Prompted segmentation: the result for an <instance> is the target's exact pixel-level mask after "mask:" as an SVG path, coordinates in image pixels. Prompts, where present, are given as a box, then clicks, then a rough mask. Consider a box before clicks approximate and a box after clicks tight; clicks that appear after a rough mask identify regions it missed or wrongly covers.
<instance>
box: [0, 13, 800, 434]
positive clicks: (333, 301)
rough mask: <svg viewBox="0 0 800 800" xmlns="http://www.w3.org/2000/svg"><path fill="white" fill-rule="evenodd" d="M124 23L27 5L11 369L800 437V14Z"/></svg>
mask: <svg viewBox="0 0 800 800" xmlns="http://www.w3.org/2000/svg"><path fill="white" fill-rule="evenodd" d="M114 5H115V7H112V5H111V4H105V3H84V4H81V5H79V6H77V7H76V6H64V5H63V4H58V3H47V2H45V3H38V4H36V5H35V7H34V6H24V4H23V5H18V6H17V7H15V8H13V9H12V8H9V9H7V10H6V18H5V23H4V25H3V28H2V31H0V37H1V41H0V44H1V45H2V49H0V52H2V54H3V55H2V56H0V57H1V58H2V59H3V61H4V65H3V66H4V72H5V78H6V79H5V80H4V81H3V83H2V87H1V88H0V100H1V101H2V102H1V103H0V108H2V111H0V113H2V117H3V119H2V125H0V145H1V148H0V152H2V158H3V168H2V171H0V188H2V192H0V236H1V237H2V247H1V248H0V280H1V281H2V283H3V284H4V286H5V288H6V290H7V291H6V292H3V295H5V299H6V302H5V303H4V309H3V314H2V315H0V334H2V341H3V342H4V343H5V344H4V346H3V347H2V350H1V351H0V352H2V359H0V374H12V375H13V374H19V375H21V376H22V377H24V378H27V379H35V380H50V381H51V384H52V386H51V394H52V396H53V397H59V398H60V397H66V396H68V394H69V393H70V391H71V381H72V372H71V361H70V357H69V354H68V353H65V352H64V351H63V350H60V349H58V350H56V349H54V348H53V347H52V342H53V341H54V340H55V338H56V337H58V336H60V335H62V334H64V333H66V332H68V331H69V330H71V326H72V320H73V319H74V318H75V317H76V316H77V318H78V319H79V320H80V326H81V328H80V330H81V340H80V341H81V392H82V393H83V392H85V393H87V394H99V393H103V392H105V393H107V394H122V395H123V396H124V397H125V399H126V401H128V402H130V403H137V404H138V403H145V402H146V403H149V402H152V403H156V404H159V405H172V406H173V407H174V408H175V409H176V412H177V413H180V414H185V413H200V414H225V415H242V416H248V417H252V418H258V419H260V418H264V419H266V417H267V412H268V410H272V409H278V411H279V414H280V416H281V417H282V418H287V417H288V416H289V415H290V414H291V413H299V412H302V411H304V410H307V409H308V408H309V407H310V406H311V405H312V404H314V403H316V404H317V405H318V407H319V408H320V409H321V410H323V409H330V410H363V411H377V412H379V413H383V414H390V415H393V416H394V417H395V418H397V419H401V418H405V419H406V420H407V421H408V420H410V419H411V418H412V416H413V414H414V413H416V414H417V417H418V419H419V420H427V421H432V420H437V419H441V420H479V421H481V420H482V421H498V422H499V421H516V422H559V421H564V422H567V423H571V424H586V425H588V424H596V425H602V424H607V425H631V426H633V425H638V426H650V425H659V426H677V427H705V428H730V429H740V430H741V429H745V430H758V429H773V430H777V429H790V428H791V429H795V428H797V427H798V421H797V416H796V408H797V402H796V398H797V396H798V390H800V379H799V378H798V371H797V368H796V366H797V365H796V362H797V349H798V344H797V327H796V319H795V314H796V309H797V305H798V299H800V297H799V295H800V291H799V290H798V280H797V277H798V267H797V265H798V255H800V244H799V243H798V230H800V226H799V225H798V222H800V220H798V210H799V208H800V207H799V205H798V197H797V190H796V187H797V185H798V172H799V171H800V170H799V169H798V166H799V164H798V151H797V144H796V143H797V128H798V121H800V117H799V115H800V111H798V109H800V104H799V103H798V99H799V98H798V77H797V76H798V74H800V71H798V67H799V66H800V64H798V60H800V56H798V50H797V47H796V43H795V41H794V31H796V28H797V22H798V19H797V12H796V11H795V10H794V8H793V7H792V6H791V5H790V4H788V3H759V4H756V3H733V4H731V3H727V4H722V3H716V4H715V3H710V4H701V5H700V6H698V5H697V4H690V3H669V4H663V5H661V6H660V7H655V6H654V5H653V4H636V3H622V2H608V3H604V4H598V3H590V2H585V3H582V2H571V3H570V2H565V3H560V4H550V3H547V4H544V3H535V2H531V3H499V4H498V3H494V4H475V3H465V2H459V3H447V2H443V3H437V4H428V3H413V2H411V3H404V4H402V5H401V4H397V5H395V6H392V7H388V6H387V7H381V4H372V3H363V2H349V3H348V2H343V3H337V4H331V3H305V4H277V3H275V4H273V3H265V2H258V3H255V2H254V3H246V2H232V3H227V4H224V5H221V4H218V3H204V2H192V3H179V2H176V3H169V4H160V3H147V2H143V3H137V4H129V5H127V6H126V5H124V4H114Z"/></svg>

◇ ◇ ◇ ◇ ◇ ◇ ◇

Goal of the exercise
Give the listing again, exactly as it was written.

Exercise answer
Prompted segmentation: the result for an <instance> is the target's exact pixel-level mask after "mask:" as an SVG path, coordinates in image pixels. Prompts, where present, are given as a box, then clicks, then a rough mask. Consider a box before clicks approximate and a box after clicks tight; clicks that appear after a rough mask identify regions it missed or wrongly covers.
<instance>
box: [0, 13, 800, 434]
positive clicks: (333, 301)
rough mask: <svg viewBox="0 0 800 800" xmlns="http://www.w3.org/2000/svg"><path fill="white" fill-rule="evenodd" d="M124 23L27 5L11 369L800 437V14Z"/></svg>
mask: <svg viewBox="0 0 800 800" xmlns="http://www.w3.org/2000/svg"><path fill="white" fill-rule="evenodd" d="M114 5H115V7H112V5H111V4H105V3H84V4H81V5H79V6H77V7H76V6H64V5H63V4H58V3H47V2H45V3H38V4H36V5H35V7H34V6H24V4H23V5H18V6H17V7H15V8H13V9H12V8H9V9H7V10H6V18H5V23H4V25H3V28H2V31H0V37H1V41H0V44H1V45H2V49H0V52H2V54H3V55H2V56H0V57H1V58H2V59H3V61H4V65H3V66H4V72H5V78H6V79H5V80H4V81H3V83H2V87H1V88H0V100H1V101H2V102H1V103H0V108H2V111H0V113H2V117H3V119H2V125H0V145H1V148H0V152H2V158H3V168H2V171H0V188H2V192H0V236H1V237H2V247H1V248H0V280H1V281H2V283H3V284H4V286H5V288H6V290H7V291H6V292H3V295H5V299H6V302H5V303H4V309H3V314H2V315H0V334H2V341H3V342H4V343H5V344H4V346H3V347H2V350H1V351H0V352H2V359H0V374H12V375H13V374H19V375H21V376H22V377H24V378H27V379H35V380H50V381H51V384H52V386H51V394H52V396H53V397H59V398H60V397H66V396H68V394H69V393H70V391H71V381H72V372H71V361H70V357H69V354H68V353H65V352H64V351H63V350H60V349H58V350H56V349H54V348H53V347H52V342H53V341H54V340H55V338H56V337H58V336H60V335H62V334H64V333H66V332H68V331H69V330H71V326H72V320H73V319H74V318H75V317H76V316H77V318H78V319H79V320H80V326H81V328H80V330H81V340H80V341H81V392H82V393H83V392H85V393H87V394H99V393H103V392H105V393H107V394H122V395H123V396H124V397H125V399H126V401H128V402H130V403H137V404H138V403H145V402H146V403H149V402H152V403H156V404H159V405H172V406H173V407H174V408H175V409H176V412H177V413H180V414H185V413H200V414H225V415H242V416H248V417H252V418H258V419H260V418H264V419H266V417H267V412H268V410H272V409H278V411H279V414H280V416H281V417H282V418H287V417H288V416H289V415H290V414H291V413H299V412H302V411H304V410H307V409H308V408H309V407H310V406H311V405H312V404H314V403H316V404H317V405H318V407H319V408H320V409H321V410H323V409H330V410H363V411H377V412H379V413H383V414H390V415H393V416H394V417H395V418H397V419H401V418H405V419H406V420H407V421H408V420H410V419H411V418H412V416H413V414H414V413H416V414H417V417H418V419H419V420H427V421H432V420H437V419H441V420H479V421H481V420H482V421H498V422H499V421H516V422H559V421H564V422H567V423H571V424H586V425H588V424H596V425H602V424H607V425H631V426H633V425H638V426H650V425H659V426H677V427H705V428H730V429H740V430H741V429H745V430H758V429H773V430H777V429H790V428H791V429H795V428H797V427H798V421H797V416H796V408H797V402H796V398H797V396H798V390H800V379H799V378H798V371H797V368H796V366H797V365H796V362H797V349H798V344H797V327H796V319H795V314H796V309H797V305H798V299H800V297H799V295H800V291H799V290H798V280H797V277H798V267H797V265H798V255H800V244H799V243H798V230H800V226H799V225H798V222H800V220H798V210H799V208H800V207H799V205H798V197H797V190H796V187H797V185H798V172H799V171H800V170H799V169H798V166H799V164H798V151H797V144H796V143H797V128H798V121H800V117H799V115H800V111H798V109H800V104H799V103H798V99H799V98H798V77H797V76H798V74H800V71H798V67H799V66H800V64H798V60H800V56H798V50H797V47H796V43H795V41H794V31H796V28H797V22H798V19H797V12H796V11H795V10H794V8H793V7H792V6H791V5H790V4H788V3H759V4H756V3H733V4H731V3H727V4H722V3H716V4H715V3H710V4H701V5H700V6H698V5H697V4H690V3H669V4H663V5H661V6H660V7H655V6H654V5H653V4H636V3H622V2H608V3H604V4H598V3H590V2H585V3H582V2H571V3H570V2H565V3H560V4H550V3H547V4H544V3H535V2H531V3H499V4H498V3H494V4H475V3H465V2H459V3H447V2H443V3H437V4H428V3H413V2H411V3H404V4H402V5H401V4H397V5H395V6H392V7H388V6H387V7H381V4H372V3H363V2H349V3H348V2H343V3H337V4H331V3H305V4H277V3H275V4H273V3H265V2H258V3H255V2H254V3H246V2H232V3H227V4H224V5H221V4H218V3H204V2H192V3H179V2H176V3H169V4H160V3H147V2H143V3H137V4H129V5H127V6H126V5H124V4H114Z"/></svg>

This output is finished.